*Problem to work on:* Gather and copy each line of the data below that contains the word "black".

Labeled shape records
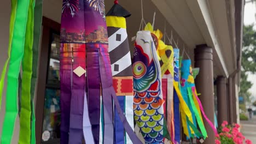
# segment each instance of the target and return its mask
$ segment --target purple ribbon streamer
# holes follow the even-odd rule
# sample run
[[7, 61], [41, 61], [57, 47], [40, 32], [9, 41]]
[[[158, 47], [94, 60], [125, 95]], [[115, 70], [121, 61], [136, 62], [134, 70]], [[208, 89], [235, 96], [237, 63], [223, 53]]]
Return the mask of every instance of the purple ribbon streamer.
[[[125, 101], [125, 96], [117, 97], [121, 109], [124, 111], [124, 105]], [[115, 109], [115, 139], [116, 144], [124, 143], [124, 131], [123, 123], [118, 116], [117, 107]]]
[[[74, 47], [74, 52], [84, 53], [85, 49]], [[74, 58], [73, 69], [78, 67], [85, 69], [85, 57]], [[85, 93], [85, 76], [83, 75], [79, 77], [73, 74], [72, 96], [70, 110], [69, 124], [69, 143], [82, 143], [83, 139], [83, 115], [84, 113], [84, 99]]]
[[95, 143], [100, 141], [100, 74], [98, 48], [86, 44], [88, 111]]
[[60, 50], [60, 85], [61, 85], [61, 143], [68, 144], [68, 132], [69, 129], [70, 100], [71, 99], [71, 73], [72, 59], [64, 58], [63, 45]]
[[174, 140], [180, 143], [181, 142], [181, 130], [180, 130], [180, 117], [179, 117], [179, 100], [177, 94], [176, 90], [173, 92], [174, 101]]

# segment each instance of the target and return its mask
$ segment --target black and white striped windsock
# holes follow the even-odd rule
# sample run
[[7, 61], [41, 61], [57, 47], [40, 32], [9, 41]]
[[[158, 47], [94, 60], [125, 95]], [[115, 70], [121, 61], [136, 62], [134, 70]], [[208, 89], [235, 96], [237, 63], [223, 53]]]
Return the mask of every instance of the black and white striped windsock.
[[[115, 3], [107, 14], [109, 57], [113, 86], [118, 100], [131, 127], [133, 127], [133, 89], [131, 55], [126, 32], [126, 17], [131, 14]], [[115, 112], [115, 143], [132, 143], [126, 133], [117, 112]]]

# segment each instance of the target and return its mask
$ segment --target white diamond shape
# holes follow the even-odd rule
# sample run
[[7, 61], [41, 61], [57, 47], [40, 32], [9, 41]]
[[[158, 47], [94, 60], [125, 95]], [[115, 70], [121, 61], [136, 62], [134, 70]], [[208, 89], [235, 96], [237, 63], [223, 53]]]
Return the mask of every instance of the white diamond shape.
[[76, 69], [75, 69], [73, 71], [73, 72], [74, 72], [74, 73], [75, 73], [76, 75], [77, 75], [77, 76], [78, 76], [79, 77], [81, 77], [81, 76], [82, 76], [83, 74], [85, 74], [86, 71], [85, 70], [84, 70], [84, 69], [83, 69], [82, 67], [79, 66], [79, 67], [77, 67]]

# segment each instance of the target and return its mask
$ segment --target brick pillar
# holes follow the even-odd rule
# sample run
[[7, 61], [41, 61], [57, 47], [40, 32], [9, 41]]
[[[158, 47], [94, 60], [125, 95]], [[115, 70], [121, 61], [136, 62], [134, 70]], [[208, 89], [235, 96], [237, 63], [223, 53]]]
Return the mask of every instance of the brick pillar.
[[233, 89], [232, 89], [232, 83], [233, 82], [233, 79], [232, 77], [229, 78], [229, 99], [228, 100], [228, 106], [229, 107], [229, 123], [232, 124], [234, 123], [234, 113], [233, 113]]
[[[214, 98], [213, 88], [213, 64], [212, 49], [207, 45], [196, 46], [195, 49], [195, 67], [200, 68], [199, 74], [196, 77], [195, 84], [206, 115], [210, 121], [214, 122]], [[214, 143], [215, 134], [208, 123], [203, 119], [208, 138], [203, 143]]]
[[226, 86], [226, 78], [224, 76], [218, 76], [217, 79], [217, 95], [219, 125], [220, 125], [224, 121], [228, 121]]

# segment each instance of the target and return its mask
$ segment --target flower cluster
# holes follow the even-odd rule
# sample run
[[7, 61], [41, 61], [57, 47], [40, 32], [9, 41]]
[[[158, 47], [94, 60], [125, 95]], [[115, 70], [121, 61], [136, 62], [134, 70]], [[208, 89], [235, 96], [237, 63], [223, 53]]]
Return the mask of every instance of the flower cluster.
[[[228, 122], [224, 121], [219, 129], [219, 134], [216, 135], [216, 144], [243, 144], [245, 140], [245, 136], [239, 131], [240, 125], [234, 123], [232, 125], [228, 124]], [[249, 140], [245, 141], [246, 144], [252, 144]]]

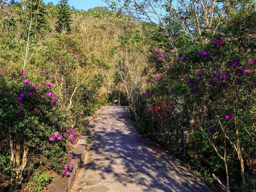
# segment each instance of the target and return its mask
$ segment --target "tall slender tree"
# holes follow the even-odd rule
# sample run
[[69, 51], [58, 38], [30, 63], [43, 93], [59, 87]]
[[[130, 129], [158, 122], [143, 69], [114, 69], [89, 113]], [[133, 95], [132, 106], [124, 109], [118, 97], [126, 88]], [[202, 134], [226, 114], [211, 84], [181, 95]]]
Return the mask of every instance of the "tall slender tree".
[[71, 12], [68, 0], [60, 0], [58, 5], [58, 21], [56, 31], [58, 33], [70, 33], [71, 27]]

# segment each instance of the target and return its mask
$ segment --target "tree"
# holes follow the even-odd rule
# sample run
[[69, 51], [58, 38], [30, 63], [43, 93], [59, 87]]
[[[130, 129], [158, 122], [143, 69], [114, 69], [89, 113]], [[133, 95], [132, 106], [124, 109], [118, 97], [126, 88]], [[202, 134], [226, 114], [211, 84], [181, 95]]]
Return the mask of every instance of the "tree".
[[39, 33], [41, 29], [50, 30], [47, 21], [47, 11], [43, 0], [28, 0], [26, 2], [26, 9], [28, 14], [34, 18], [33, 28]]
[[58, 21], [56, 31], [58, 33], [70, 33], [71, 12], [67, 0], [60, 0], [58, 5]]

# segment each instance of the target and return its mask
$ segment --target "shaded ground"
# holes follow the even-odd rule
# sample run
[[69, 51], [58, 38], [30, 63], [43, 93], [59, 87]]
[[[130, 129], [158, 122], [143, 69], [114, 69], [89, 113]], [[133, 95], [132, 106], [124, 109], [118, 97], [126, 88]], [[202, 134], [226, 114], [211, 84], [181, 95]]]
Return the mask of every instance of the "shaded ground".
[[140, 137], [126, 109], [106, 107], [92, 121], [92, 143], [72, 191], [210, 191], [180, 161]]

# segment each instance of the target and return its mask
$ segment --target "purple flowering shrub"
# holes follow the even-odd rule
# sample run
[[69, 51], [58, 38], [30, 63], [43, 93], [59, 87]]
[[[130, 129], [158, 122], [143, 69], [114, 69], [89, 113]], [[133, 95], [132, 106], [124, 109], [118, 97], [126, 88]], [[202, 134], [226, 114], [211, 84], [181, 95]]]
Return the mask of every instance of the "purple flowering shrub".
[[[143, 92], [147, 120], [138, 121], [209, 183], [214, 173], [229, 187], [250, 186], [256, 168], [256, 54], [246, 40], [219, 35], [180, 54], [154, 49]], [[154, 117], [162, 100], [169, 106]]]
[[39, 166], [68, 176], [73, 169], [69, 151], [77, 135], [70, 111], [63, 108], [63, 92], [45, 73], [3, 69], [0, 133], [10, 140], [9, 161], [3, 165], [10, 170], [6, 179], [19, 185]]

--

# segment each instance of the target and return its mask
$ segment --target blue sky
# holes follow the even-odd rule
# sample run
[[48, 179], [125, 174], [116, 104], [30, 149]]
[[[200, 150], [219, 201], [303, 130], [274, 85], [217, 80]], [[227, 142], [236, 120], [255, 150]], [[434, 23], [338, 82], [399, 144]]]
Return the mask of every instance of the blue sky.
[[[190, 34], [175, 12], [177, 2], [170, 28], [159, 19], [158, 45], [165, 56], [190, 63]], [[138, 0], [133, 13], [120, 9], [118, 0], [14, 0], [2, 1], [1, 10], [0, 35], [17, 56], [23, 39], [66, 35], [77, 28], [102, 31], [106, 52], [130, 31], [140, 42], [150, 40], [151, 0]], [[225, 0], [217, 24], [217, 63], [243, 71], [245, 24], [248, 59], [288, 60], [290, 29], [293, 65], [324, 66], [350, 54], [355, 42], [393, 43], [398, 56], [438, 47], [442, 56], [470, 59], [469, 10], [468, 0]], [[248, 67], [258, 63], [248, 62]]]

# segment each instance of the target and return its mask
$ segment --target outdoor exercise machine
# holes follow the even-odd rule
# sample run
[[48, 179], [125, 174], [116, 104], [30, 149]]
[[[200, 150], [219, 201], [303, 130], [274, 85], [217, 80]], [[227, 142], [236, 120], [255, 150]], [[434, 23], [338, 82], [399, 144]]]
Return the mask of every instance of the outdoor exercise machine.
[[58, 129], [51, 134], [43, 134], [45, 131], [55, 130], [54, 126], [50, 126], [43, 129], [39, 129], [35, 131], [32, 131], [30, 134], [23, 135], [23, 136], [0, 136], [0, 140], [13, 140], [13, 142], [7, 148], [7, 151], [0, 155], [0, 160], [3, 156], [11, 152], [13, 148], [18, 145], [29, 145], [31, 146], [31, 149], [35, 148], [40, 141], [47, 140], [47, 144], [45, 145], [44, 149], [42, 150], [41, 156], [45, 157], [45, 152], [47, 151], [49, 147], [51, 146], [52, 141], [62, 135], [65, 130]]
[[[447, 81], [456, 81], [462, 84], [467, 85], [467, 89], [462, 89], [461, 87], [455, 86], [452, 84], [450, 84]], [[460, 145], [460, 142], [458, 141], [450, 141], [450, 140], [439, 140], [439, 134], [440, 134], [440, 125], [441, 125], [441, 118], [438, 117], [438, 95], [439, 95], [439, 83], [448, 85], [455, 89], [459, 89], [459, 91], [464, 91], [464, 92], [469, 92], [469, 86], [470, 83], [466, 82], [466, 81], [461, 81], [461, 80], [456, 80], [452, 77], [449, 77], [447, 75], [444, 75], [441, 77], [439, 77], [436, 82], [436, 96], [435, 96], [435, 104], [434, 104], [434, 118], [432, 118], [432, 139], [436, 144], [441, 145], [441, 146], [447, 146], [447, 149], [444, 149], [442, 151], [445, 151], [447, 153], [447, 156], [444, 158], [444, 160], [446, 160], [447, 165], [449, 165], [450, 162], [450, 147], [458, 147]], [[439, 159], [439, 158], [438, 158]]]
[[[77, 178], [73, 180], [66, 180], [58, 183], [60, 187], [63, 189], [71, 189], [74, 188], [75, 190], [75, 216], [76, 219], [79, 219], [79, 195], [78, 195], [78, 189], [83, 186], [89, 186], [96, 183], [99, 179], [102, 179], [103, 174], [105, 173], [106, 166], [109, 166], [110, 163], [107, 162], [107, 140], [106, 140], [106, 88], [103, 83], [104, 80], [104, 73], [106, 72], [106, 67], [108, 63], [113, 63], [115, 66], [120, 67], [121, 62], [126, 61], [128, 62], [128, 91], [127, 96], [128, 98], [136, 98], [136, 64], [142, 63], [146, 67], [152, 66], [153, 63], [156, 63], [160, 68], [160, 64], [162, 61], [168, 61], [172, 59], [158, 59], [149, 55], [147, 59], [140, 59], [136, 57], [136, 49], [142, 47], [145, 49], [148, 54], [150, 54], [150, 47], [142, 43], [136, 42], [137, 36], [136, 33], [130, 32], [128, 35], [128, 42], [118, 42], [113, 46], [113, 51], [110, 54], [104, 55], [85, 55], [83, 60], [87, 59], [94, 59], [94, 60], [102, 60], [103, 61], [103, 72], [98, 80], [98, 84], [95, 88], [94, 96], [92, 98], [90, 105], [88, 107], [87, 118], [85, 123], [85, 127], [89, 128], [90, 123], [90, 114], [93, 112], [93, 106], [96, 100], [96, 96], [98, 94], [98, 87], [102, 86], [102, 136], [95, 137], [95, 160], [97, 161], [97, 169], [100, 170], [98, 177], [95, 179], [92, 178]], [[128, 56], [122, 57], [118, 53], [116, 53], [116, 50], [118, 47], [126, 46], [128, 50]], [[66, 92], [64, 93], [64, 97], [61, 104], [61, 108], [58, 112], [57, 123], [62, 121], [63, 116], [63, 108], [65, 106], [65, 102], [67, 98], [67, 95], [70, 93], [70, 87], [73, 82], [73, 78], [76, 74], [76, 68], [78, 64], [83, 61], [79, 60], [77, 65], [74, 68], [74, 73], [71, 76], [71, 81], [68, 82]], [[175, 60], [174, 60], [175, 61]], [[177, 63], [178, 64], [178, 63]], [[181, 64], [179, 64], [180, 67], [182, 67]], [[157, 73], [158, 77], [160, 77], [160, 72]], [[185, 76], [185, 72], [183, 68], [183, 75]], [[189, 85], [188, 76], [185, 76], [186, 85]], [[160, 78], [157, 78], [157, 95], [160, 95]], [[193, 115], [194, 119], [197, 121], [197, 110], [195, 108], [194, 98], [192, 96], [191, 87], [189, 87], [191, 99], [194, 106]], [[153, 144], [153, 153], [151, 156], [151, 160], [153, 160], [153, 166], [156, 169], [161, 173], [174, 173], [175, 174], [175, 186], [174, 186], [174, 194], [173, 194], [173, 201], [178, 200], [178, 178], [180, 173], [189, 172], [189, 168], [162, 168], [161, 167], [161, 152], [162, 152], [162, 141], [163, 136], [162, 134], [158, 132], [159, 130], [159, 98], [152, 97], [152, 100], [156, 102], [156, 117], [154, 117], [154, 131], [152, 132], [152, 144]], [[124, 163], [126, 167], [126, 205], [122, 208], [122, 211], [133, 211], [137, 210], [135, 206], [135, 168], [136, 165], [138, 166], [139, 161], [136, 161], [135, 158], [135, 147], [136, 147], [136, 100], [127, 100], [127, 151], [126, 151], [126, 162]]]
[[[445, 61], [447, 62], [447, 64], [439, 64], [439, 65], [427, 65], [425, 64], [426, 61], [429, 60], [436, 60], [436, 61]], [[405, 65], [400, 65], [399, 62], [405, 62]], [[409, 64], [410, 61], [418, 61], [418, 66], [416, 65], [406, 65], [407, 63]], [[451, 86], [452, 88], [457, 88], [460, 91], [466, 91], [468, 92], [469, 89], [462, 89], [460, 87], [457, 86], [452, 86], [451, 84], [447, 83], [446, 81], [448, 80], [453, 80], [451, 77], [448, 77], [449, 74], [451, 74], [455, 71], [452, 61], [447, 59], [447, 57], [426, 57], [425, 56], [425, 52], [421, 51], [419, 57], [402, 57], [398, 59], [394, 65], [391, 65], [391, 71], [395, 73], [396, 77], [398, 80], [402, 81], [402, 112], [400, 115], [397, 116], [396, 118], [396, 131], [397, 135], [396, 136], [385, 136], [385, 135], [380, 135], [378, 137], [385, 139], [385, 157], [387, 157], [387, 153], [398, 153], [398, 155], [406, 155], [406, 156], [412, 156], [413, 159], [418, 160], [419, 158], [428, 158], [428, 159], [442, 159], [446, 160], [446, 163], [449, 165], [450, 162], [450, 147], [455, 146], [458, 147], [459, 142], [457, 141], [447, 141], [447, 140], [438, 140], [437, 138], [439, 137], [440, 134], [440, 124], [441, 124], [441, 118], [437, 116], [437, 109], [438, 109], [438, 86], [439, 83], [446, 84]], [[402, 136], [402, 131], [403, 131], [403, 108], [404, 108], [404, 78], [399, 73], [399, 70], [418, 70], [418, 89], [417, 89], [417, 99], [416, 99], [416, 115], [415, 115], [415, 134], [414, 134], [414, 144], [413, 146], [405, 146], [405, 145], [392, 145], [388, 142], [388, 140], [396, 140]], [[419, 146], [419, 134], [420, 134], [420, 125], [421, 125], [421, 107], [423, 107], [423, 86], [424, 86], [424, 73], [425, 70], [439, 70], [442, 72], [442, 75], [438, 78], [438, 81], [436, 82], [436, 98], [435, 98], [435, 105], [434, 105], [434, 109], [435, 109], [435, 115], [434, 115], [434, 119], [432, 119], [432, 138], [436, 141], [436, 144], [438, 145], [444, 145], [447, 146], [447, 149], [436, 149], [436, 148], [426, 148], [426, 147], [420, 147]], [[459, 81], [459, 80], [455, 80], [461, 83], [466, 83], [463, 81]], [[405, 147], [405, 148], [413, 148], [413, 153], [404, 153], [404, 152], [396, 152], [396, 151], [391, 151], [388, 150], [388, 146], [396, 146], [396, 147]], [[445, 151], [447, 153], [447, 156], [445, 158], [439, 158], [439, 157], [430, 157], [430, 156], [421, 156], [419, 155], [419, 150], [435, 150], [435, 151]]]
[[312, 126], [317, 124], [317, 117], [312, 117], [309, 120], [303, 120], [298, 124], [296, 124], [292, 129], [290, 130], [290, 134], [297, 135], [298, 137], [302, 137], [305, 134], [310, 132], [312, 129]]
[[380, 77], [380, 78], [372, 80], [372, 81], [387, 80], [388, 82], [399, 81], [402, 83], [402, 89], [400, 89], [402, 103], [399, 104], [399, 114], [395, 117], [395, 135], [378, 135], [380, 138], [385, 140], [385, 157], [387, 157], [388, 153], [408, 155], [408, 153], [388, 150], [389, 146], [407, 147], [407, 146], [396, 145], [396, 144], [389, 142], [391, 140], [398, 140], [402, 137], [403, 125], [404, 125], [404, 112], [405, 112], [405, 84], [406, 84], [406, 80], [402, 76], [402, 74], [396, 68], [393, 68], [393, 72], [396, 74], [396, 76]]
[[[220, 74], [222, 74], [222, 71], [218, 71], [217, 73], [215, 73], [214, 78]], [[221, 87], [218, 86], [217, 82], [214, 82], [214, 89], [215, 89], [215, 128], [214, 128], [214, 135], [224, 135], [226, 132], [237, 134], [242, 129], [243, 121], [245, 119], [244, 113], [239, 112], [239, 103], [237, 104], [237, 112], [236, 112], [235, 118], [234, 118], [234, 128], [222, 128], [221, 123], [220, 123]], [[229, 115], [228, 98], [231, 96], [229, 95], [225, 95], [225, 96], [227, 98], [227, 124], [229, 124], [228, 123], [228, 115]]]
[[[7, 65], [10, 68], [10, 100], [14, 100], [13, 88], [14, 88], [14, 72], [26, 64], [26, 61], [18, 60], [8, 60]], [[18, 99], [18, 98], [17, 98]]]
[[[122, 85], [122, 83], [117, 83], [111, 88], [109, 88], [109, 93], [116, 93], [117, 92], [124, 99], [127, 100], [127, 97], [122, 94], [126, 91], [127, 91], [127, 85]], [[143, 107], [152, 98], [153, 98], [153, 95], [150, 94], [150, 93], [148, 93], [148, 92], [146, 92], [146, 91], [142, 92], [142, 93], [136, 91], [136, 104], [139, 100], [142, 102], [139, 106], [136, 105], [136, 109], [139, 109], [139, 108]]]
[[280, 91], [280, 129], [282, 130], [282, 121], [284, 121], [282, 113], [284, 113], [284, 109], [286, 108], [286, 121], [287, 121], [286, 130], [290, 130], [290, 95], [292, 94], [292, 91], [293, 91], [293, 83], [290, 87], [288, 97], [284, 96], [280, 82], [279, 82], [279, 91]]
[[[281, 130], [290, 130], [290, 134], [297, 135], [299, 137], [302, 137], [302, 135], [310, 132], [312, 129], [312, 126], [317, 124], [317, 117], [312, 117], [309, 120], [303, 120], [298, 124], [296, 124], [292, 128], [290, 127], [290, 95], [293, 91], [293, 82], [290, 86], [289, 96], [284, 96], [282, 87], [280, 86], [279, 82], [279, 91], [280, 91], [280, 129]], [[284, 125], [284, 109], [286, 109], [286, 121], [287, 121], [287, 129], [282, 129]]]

*Reply:*
$ segment --target black and white striped windsock
Return the mask of every instance of the black and white striped windsock.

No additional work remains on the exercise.